EXERCISE GOAL: Gather from the material every line that contains the string "river".

★ ★ ★ ★ ★

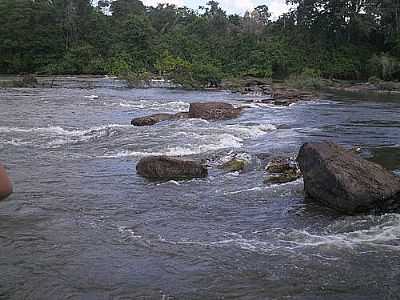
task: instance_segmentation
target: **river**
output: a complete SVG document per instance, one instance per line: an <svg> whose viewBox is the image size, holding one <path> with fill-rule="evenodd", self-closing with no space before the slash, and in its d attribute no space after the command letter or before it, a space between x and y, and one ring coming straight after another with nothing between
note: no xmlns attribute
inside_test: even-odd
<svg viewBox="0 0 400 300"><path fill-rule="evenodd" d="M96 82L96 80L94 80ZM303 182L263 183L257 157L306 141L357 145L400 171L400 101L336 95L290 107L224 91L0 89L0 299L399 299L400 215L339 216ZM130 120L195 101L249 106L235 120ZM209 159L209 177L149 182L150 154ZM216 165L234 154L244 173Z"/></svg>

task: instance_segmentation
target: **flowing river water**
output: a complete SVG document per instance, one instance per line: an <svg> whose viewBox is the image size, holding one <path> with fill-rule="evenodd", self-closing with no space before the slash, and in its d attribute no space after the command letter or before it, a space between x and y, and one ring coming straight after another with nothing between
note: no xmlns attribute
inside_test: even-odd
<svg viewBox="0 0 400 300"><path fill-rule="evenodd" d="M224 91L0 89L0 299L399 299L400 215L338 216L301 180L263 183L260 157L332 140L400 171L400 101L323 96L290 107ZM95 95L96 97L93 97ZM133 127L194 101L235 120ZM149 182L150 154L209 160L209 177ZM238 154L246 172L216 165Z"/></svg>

★ ★ ★ ★ ★

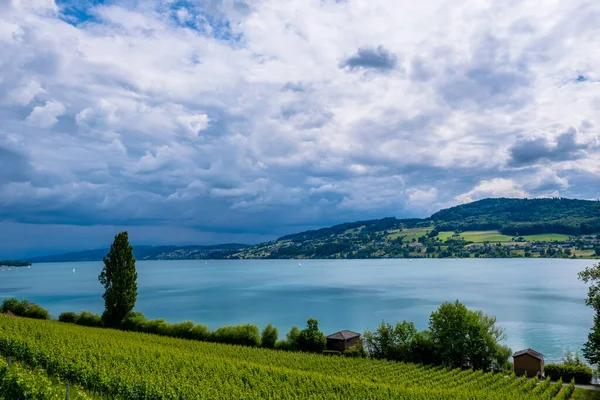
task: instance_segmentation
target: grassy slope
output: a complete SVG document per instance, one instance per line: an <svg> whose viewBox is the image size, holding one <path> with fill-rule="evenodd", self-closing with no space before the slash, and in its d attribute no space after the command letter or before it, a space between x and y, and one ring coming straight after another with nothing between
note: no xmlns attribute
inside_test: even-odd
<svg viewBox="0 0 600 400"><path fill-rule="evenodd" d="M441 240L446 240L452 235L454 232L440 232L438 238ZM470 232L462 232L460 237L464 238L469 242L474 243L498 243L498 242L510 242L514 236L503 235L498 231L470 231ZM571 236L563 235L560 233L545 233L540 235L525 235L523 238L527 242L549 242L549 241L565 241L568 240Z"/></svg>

★ ★ ★ ★ ★

ANSWER TO THE EXERCISE:
target: **river**
target: **flowing river water**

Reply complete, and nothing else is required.